### REQUIRED ACTION 1
In the forum thread about divorce, what does Cgreene21 say he discovered?
### REQUIRED ACTION 2
Continue the forum thread about divorce from the point where it stops.

So this thread is for advice from women if im doing the right thing? This advice will also help other men that are going thru a divorce but don't want to break up there marriage.

So if the women on this site would please chime in and offer your knowledge for guys that want to save there marriage and want there wifes back.


----------



## chitown (Feb 22, 2010)

any woman viewing this post? Please reply, your knowledge would be very much appreciated.


----------



## HappyAtLast (Jan 25, 2010)

What are her reasons for divorce? Sounds like she wants the best of both worlds-to be on her own, but to have you available when she wants you. You say you've accepted the divorce for what it is and won't try to save it, but you also want her back. I wish I had some encouraging words for you, but it sounds like she's already made up her mind.


----------



## Cgreene21 (Feb 11, 2010)

I'm not a woman, but you are being played bro.

My situation was similar to yours, only there was no physical contact between us. She kept me in the apartment, led me on with hopes of reconcilation, going out with me and spending time with me...

Then I discovered the affair. SHE wanted the divorce, but SHE didn't want to let me leave. 

Its going to be tough, but you'll feel a lot better about yourself if you sever those bonds now and just focus on what you need to do. The more you try to smother her, the worse it will be, not only in her reactions, but to your overall self-woth.

ANd I can totally understand why you would continue to sleep with her. To me, my stbx was...hell, still is the most beautiful woman in the world to me, and our sex life was always fantastic. But sometimes bro, its just not worth the heartache.

Hang in there, you've got friends here.


----------



## chitown (Feb 22, 2010)

HappyAtLast said:


> What are her reasons for divorce? Sounds like she wants the best of both worlds-to be on her own, but to have you available when she wants you. You say you've accepted the divorce for what it is and won't try to save it, but you also want her back. I wish I had some encouraging words for you, but it sounds like she's already made up her mind.


I would love to save my marriage but can't try to save it anymore. It can't be a one sided with me being the only one trying to save the marriage. This is why i've said to myself that i accept it and will move on. 

I also personally feel that sometimes people don't realize what they have till its gone. She still has had me even going through this separation and divorce. She has still had me and knows it. So not anymore.


----------



## chitown (Feb 22, 2010)

Cgreene21 said:


> I'm not a woman, but you are being played bro.
> 
> My situation was similar to yours, only there was no physical contact between us. She kept me in the apartment, led me on with hopes of reconcilation, going out with me and spending time with me...
> 
> ...


Dude, I hear you! I do feel played but not anymore will I stand for it. 

She has told me on a couple occasions that part of her doesnt want to let me go. It's like she wants her cake and to eat it to.

I know shes thinking I wont be able to hold out much longer on not having sex with her. I have noticed her making sexual comments to me when we've talked lately which is her trying to get me thinking. Well it's not going to happen. This is one bro thats been played enough.

### ENTRIES SHOWN
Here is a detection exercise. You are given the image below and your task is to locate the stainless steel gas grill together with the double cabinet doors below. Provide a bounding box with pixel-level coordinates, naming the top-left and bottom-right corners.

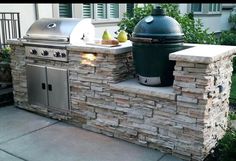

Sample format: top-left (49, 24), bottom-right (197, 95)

top-left (23, 18), bottom-right (95, 112)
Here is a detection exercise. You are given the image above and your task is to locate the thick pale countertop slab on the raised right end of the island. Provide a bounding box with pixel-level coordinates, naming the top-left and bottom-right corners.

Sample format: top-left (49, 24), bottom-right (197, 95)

top-left (169, 44), bottom-right (236, 64)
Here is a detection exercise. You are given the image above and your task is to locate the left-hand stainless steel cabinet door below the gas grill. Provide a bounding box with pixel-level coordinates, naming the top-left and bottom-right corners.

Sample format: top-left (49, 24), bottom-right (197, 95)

top-left (26, 64), bottom-right (48, 106)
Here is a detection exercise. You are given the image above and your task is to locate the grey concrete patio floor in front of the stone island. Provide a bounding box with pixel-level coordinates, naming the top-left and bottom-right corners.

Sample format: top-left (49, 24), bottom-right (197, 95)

top-left (0, 106), bottom-right (182, 161)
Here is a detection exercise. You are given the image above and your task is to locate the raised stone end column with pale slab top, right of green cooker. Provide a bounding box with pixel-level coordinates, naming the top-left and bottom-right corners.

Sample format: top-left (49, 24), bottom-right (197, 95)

top-left (170, 45), bottom-right (236, 160)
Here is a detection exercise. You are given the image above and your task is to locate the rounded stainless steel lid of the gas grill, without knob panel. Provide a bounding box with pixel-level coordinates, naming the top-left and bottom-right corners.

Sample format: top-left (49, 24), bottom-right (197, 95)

top-left (24, 18), bottom-right (95, 44)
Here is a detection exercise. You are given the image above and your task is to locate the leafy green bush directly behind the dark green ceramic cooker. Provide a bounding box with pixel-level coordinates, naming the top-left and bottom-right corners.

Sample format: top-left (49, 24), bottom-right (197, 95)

top-left (118, 3), bottom-right (217, 44)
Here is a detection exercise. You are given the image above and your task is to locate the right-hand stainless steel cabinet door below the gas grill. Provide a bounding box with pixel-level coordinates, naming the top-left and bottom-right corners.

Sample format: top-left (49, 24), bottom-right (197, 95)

top-left (47, 67), bottom-right (69, 110)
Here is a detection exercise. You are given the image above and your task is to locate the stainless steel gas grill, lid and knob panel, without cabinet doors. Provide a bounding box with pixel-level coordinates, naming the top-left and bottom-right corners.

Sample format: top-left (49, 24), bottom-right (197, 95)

top-left (23, 18), bottom-right (95, 61)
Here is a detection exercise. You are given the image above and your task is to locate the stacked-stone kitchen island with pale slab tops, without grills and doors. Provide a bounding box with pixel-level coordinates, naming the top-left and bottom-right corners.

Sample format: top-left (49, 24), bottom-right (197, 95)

top-left (8, 40), bottom-right (236, 160)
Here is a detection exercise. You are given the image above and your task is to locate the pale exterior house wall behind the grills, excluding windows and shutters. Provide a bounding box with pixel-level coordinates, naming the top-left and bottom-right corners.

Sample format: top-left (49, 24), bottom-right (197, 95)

top-left (0, 3), bottom-right (236, 38)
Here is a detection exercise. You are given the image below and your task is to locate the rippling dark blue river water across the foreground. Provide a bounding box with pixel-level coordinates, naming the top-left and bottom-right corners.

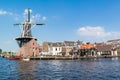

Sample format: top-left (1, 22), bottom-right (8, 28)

top-left (0, 57), bottom-right (120, 80)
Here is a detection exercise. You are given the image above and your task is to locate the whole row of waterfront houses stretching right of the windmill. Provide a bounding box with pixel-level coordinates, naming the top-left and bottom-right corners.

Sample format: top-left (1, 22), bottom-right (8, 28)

top-left (41, 41), bottom-right (120, 57)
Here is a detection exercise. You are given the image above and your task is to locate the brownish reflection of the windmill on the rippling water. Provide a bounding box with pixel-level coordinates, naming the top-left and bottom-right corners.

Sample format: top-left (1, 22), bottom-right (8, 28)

top-left (18, 61), bottom-right (37, 80)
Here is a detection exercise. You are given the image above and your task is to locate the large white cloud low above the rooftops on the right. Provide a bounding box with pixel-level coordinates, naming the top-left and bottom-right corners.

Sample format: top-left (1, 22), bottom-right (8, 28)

top-left (77, 26), bottom-right (120, 39)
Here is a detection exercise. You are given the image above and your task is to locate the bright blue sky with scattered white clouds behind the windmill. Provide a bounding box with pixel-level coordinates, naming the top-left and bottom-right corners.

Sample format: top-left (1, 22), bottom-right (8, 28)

top-left (0, 0), bottom-right (120, 51)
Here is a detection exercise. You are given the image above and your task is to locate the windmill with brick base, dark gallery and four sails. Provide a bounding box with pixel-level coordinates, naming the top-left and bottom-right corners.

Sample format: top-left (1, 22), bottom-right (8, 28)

top-left (14, 8), bottom-right (44, 58)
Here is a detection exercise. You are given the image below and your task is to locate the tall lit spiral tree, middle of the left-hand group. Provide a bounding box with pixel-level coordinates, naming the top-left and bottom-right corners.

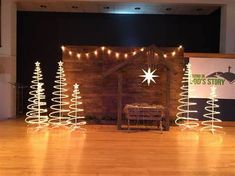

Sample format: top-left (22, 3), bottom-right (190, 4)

top-left (49, 61), bottom-right (69, 126)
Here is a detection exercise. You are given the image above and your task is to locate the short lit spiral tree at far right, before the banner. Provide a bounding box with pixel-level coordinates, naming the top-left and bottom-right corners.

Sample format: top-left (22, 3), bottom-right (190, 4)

top-left (201, 86), bottom-right (223, 134)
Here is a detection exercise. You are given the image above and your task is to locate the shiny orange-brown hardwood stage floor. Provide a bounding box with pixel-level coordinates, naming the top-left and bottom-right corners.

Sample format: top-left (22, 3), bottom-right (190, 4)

top-left (0, 119), bottom-right (235, 176)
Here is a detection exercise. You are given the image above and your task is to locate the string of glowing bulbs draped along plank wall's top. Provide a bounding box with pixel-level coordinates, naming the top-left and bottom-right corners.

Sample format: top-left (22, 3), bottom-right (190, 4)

top-left (61, 45), bottom-right (183, 59)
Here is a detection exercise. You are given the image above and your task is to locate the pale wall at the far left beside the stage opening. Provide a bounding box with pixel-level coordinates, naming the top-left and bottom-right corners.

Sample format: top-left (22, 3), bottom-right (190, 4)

top-left (0, 0), bottom-right (16, 120)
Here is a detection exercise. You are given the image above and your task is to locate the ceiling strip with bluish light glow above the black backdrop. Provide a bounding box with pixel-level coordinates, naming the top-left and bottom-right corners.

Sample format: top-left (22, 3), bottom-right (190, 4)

top-left (17, 1), bottom-right (220, 15)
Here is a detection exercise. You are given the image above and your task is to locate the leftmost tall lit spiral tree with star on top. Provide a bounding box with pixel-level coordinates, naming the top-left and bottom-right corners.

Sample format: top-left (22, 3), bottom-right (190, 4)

top-left (25, 62), bottom-right (48, 127)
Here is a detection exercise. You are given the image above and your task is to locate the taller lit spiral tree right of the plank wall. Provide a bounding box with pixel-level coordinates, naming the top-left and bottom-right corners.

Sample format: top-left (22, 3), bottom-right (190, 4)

top-left (175, 64), bottom-right (199, 130)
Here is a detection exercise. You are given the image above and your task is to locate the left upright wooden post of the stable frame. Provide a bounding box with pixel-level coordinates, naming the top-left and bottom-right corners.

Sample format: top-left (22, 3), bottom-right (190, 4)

top-left (117, 72), bottom-right (123, 130)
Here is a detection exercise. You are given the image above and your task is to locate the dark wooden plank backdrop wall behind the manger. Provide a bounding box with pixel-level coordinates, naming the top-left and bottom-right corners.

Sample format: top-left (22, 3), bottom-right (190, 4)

top-left (63, 46), bottom-right (183, 119)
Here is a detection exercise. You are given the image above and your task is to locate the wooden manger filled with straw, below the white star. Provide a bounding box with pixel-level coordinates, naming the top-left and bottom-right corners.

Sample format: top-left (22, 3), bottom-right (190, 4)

top-left (124, 104), bottom-right (165, 131)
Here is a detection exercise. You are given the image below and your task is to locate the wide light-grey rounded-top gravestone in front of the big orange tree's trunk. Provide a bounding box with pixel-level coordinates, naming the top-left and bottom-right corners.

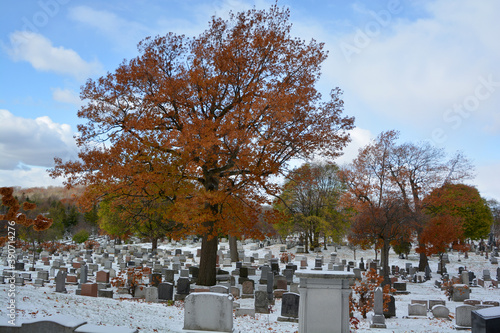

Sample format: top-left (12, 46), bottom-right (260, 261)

top-left (184, 292), bottom-right (233, 332)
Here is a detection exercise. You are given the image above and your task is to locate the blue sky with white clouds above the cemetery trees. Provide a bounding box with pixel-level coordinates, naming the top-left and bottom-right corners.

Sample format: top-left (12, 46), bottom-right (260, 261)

top-left (0, 0), bottom-right (500, 200)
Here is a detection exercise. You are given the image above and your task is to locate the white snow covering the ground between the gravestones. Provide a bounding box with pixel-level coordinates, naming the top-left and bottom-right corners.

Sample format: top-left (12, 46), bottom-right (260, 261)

top-left (0, 239), bottom-right (500, 333)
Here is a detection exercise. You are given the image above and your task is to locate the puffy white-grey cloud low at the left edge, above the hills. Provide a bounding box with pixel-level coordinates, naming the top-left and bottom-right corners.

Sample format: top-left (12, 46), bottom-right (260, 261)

top-left (0, 109), bottom-right (77, 170)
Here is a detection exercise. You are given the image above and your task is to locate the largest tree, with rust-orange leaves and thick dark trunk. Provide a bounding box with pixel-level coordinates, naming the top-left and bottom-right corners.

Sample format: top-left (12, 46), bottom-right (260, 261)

top-left (51, 5), bottom-right (353, 285)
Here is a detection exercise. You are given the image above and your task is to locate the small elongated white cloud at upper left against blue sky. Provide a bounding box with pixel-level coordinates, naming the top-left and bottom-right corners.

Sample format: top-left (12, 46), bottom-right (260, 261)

top-left (7, 31), bottom-right (102, 81)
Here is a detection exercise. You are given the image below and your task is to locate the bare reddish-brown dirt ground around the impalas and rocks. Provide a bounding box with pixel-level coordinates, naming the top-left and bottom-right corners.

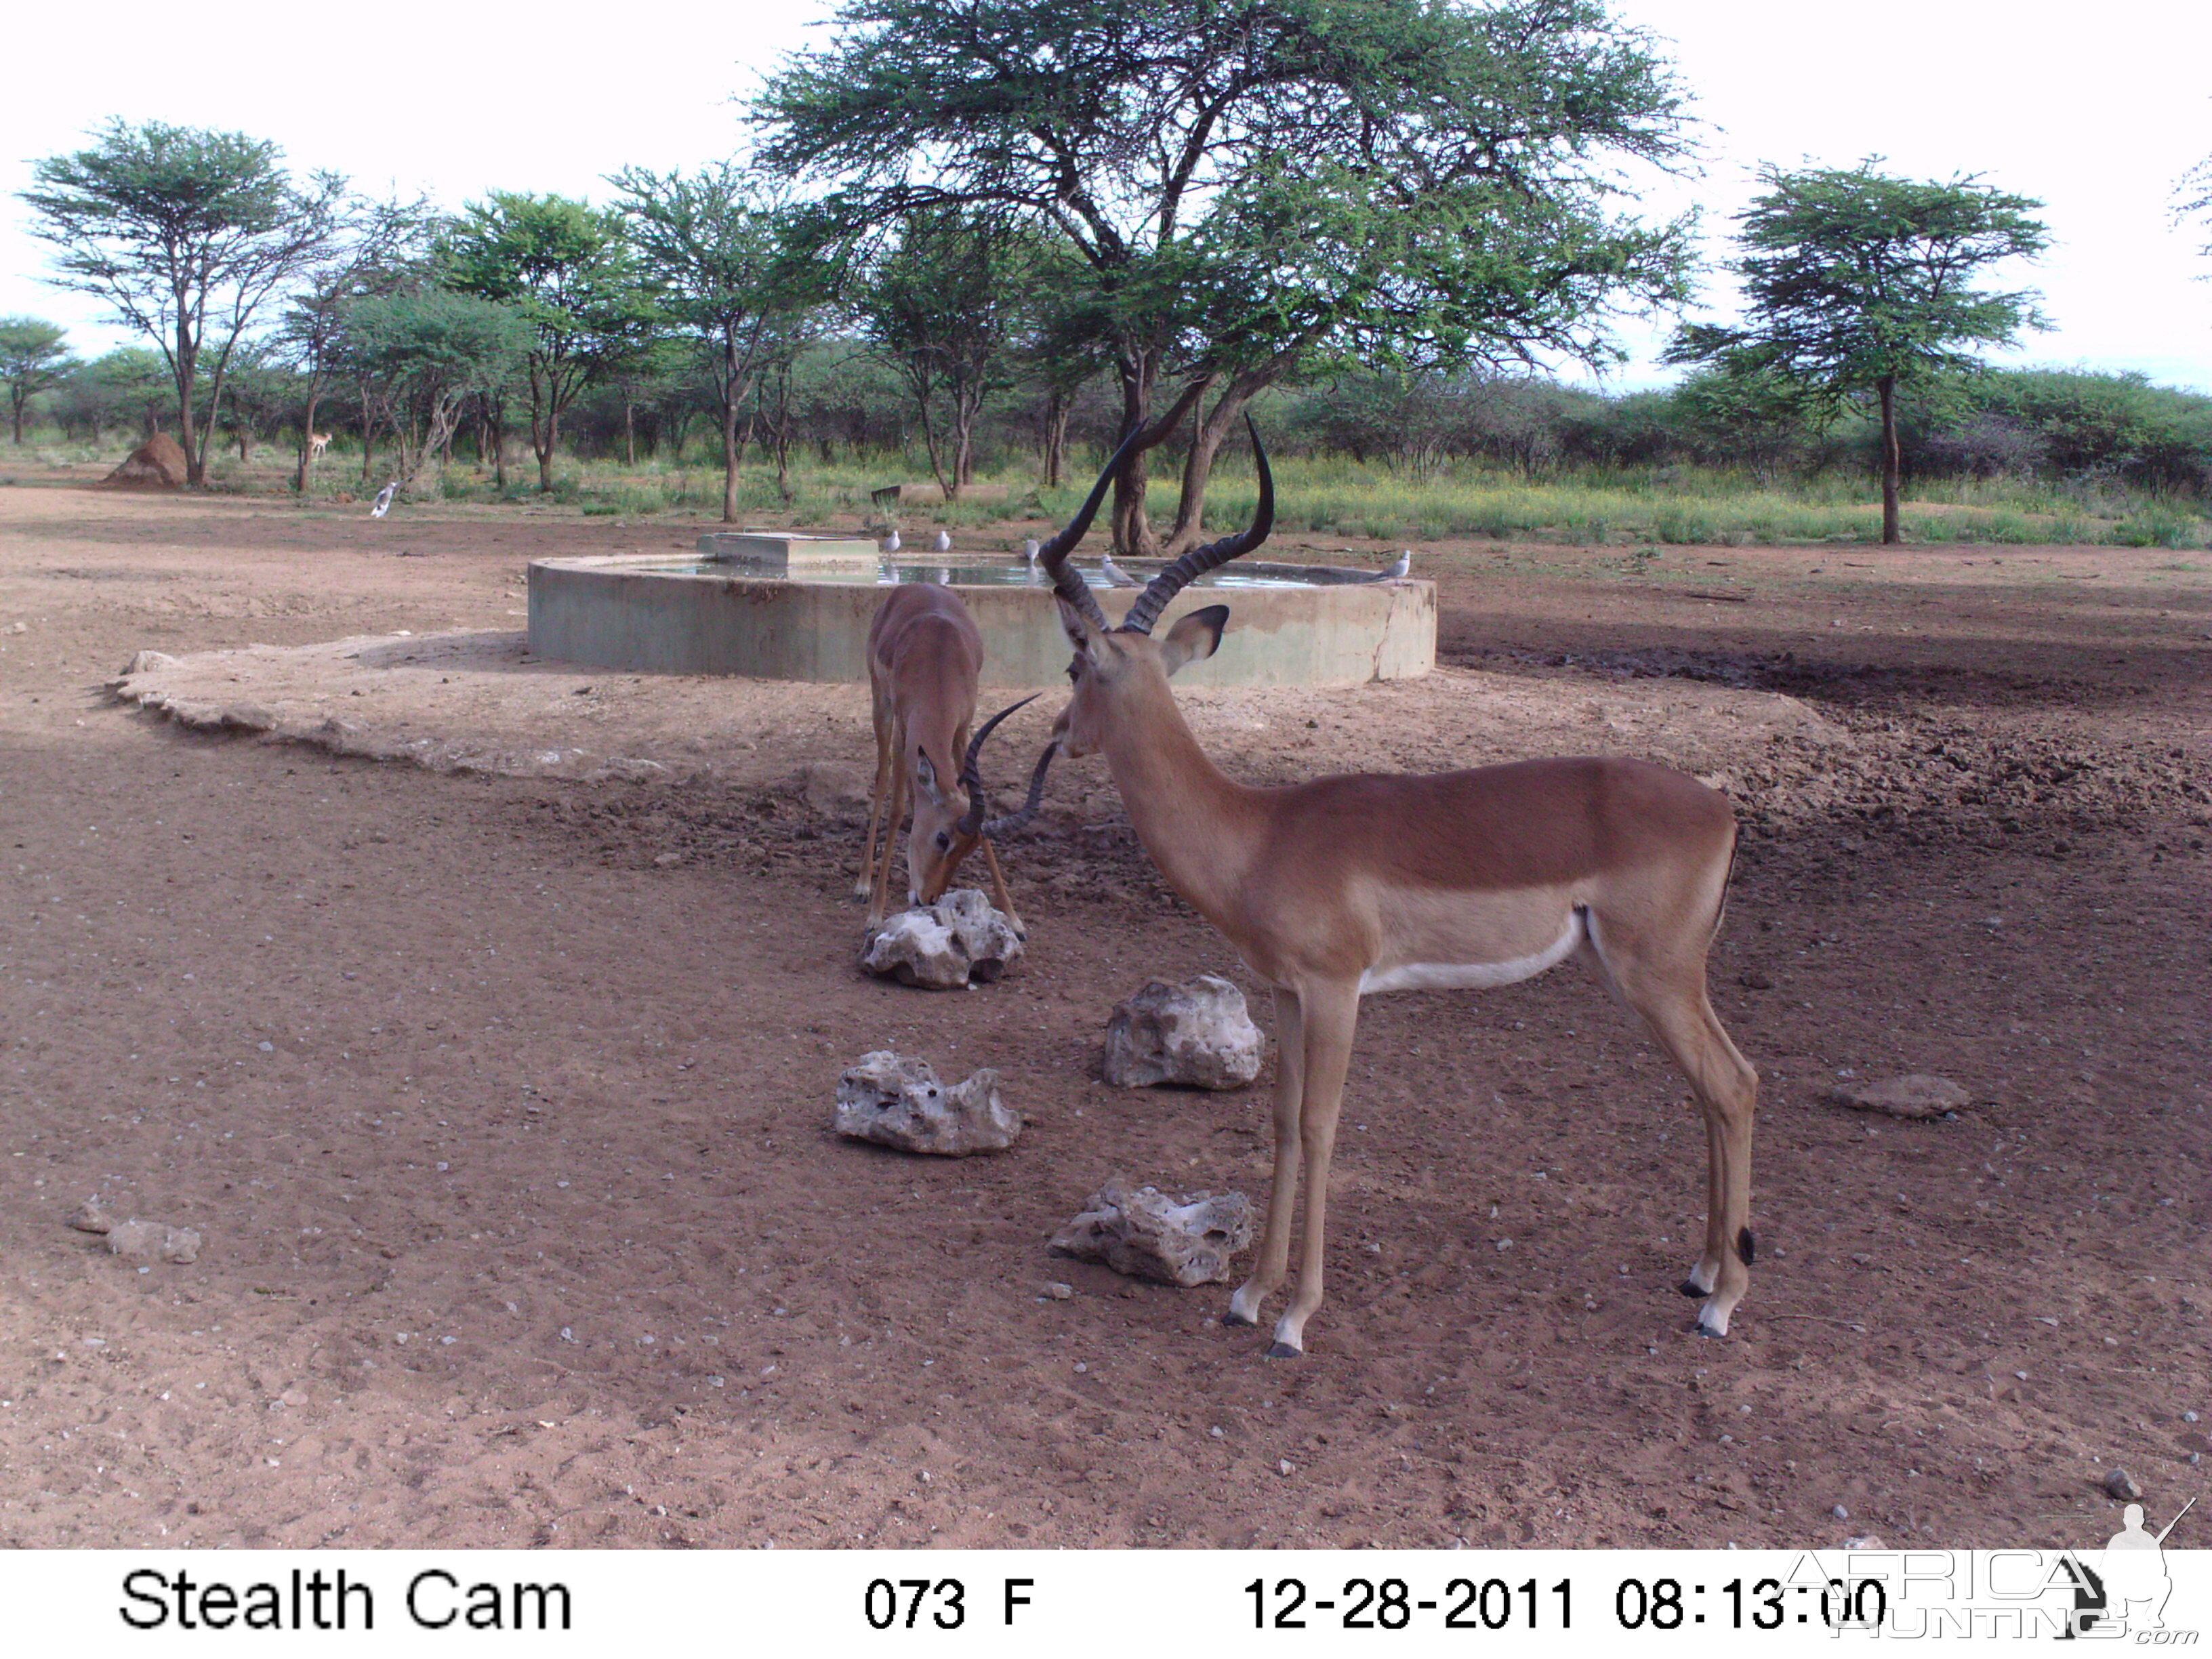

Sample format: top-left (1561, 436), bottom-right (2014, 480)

### TASK RESPONSE 1
He discovered the affair.

### TASK RESPONSE 2
Thanks for the reply its very much appreciated.


----------



## Corpuswife (Apr 24, 2009)

My advice...don't become "needy" and pursue her.

Just behave as if you have better things to do...and do them!

Go on a date or two. Nothing heavy....just dinner or lunch. 

Smile if you come across her. Look like you are taking good care of yourself.

Most importantly....keep focusing on what's eating you inside. Read some books and do some soul searching. We all have something that we can work on.


----------



## chitown (Feb 22, 2010)

Corpuswife said:


> My advice...don't become "needy" and pursue her.
> 
> Just behave as if you have better things to do...and do them!
> 
> ...


don't you think if she found out I was going on a date she would be pissed? wouldnt that ruin a chance of fixing the marriage?


----------



## ducky (Feb 17, 2010)

chitown said:


> don't you think if she found out I was going on a date she would be pissed? wouldnt that ruin a chance of fixing the marriage?


Is she dating?

I think you should absolutely stop pursuing her. Be friendly but find things to do with friends and on your own that make you happy. Let her pursue you. There have been some guys on the site who have posted about a book, I think it is Alpha Male - Beta Male, sounds like it would have some helpful info.

Good luck


----------



## Cgreene21 (Feb 11, 2010)

Does it matter if she is dating? She isn't taking your feelings into consideration at all, why give her the satisfaction of knowing that you intend to wait it out? 

Take some of the power back and do what you want. If she gets mad, so what? If she is getting mad, than at least she still cares. If she still cares, than there is still hope.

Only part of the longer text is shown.